Supplied records
..............................
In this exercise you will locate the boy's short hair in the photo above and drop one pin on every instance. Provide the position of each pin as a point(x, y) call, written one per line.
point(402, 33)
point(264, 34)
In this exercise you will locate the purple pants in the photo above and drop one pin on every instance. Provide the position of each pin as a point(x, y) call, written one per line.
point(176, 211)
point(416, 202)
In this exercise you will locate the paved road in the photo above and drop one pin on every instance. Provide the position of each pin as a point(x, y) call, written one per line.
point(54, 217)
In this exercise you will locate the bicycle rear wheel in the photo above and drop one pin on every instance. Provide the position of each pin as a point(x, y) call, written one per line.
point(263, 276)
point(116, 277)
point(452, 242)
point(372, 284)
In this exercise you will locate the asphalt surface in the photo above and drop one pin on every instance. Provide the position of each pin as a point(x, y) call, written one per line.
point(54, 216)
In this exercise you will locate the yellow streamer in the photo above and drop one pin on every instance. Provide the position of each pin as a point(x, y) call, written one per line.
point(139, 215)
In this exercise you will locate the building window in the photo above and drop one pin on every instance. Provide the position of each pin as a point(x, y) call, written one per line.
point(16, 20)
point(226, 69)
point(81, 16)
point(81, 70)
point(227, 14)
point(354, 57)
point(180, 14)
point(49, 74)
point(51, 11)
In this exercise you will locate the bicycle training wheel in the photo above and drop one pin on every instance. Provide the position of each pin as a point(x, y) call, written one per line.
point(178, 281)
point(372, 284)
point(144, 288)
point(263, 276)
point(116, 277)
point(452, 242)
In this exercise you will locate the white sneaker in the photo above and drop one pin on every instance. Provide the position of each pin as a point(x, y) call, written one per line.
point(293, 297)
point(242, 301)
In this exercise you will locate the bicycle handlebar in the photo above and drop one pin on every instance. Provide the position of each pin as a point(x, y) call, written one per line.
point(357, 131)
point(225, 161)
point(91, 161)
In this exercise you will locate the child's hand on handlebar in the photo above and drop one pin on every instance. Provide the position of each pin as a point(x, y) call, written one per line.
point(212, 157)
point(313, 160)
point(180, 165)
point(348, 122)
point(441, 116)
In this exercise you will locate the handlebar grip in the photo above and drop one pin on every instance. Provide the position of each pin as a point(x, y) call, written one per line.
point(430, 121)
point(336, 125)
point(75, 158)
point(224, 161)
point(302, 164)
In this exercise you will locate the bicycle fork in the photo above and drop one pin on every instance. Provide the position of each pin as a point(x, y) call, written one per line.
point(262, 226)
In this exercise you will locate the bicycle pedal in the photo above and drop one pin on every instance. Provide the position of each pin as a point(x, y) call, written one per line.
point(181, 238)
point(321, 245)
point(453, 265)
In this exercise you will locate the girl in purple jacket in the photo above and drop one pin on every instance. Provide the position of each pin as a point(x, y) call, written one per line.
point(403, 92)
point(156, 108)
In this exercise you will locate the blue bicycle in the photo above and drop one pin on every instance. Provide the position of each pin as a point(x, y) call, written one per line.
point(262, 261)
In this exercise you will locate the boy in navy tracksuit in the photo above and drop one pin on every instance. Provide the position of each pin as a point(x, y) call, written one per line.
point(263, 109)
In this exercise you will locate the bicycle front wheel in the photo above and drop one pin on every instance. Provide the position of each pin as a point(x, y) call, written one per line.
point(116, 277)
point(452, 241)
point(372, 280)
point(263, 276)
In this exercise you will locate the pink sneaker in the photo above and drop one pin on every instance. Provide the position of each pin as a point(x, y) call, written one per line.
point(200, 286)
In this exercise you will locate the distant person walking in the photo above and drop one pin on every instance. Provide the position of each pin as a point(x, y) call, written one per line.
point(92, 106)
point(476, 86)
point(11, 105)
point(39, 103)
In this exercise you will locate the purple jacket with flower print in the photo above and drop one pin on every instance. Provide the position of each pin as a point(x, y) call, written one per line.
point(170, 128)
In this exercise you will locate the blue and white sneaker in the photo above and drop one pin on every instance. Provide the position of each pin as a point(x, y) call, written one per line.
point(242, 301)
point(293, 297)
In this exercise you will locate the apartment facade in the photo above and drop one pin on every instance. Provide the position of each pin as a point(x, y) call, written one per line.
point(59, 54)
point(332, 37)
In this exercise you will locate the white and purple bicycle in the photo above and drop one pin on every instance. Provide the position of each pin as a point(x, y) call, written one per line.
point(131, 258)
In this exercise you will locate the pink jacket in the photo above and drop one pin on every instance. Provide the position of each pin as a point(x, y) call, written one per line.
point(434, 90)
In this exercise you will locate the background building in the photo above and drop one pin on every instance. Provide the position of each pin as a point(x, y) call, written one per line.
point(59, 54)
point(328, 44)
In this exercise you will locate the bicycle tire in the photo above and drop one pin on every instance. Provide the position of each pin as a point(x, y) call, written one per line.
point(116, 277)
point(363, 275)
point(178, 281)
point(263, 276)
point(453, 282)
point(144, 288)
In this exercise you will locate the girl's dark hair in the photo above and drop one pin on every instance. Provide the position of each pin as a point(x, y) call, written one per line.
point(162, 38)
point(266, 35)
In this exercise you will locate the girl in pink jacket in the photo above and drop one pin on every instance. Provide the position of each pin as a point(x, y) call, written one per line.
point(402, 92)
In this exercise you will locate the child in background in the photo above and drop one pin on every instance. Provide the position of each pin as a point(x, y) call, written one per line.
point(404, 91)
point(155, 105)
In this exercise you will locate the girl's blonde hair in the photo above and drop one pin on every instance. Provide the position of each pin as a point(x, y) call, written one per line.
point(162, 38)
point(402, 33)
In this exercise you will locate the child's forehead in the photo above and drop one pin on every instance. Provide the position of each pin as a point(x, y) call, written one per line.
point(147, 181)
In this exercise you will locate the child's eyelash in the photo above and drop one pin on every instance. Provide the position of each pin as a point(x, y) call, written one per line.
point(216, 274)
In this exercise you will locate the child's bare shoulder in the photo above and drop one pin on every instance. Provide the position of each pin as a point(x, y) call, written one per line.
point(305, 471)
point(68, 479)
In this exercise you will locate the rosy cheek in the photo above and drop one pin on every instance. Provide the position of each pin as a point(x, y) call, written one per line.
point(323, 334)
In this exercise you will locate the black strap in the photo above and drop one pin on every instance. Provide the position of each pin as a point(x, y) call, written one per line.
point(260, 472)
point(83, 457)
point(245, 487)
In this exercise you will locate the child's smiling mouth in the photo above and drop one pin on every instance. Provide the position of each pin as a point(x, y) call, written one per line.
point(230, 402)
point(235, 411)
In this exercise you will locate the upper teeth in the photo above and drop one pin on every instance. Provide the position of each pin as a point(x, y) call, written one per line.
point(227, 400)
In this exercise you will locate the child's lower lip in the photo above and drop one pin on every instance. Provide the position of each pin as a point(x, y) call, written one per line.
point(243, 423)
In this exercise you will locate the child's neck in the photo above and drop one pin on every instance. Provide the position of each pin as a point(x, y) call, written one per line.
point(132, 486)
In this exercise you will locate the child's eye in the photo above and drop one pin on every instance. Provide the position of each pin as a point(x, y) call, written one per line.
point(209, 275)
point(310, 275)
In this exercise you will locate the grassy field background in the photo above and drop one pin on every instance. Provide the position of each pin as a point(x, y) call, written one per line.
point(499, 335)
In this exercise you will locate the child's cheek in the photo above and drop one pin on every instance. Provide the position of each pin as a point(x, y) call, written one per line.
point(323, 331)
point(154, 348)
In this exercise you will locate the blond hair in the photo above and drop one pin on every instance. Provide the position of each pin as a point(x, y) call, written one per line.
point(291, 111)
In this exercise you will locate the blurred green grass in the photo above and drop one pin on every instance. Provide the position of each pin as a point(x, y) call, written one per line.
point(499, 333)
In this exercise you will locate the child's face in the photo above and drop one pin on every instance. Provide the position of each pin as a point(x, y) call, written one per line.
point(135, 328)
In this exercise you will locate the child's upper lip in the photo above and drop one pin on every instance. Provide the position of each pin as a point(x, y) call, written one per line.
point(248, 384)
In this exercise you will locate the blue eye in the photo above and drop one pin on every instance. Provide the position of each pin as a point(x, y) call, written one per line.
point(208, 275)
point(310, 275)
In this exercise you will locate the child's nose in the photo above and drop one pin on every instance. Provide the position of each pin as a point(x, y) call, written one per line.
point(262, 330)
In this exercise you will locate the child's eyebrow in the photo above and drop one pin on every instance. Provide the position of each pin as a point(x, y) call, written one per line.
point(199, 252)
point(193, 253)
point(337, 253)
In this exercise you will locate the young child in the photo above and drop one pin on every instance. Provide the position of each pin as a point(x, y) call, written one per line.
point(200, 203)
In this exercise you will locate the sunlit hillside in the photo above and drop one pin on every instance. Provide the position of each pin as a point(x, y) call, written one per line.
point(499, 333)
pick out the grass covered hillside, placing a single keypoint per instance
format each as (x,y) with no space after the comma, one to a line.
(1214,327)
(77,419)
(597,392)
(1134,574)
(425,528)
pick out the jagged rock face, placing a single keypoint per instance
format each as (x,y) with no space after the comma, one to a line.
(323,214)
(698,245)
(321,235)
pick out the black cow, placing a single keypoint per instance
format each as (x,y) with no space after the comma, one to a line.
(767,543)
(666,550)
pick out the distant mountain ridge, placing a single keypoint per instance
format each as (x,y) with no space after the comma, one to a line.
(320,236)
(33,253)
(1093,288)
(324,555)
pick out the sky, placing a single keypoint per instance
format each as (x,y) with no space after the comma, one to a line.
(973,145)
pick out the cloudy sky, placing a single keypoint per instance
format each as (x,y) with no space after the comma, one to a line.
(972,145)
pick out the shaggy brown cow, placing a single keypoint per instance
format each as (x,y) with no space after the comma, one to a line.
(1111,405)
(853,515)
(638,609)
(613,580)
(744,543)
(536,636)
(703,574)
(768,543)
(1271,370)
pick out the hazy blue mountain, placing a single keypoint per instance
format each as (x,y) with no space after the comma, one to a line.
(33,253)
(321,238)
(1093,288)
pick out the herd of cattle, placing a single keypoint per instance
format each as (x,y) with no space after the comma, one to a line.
..............................
Written instruction
Set down the records from the line holding "In this exercise you will locate the white and" through the line holding "point(328, 44)", inclusive, copying each line exactly as it stands.

Solution to this exercise
In this exercise you will locate the white and purple bicycle in the photo above and drop one pin on every instance. Provide the position of each pin as a point(x, y) call, written one per line.
point(131, 258)
In this exercise you will locate the pink jacket in the photo above and drop one pin on every instance. Provide the position of each pin as a point(x, y) call, written one per line.
point(434, 90)
In this exercise you will locate the background building in the photo above and drop one pin on every instance. Provide the position of each pin as a point(x, y) call, written one per line.
point(59, 54)
point(328, 44)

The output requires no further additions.